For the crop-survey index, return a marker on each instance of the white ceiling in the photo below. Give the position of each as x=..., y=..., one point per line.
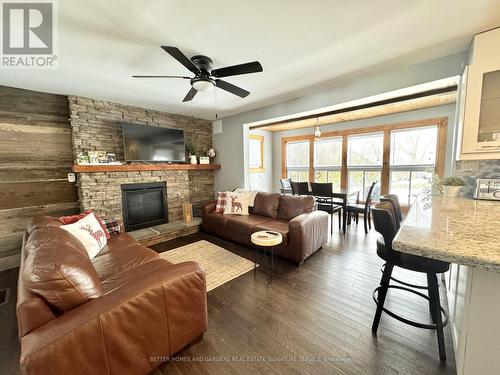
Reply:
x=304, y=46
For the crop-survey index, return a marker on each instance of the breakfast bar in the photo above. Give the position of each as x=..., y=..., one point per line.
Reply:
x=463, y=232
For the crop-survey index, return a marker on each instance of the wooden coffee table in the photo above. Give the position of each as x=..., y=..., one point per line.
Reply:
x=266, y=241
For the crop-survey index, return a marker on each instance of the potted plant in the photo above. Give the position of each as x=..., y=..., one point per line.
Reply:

* * *

What this task involves
Copy the listing exactly but drop its images.

Solution below
For the crop-survey index, return a marker on each instance of the white ceiling in the photo below. Give the position of each as x=..., y=..., one point per line.
Reply:
x=304, y=46
For the crop-survey index, return a marker on each instance of the breakfast bar in the photo above. Give the position of each as x=..., y=..., one point per line.
Reply:
x=463, y=232
For the crop-survey index, return a marker on each instance of the wooden coffee table in the photo above. Give the position of each as x=..., y=..., one point per line.
Reply:
x=266, y=241
For the crop-survey index, return a marker on each instance of the potted plant in the photo above. Give the position of each as x=..., y=..., one point per line.
Reply:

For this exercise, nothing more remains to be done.